» Task statement
Reproduce the material below line by line, with no change to any character.

Contour annotation records
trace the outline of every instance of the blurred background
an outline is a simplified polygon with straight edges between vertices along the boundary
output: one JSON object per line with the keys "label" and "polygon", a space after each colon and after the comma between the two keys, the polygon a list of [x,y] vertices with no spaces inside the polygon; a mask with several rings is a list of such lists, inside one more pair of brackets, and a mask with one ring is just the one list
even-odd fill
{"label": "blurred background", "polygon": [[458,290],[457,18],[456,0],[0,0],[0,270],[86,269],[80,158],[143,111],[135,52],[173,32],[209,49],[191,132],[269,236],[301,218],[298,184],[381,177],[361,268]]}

» Complete answer
trace the outline of every instance of the blurred background
an outline is a simplified polygon with straight edges between vertices along the boundary
output: one JSON object per line with the keys "label" and "polygon", a space after each colon and after the comma between the two keys, the polygon a list of [x,y] vertices with no spaces inside the polygon; a mask with several rings is a list of such lists, inside one more pair of brackets, and a mask with one ring is just the one list
even-odd fill
{"label": "blurred background", "polygon": [[458,290],[457,18],[456,0],[0,0],[0,270],[86,269],[80,158],[143,111],[135,52],[173,32],[209,49],[191,132],[269,236],[301,218],[298,184],[381,177],[361,268]]}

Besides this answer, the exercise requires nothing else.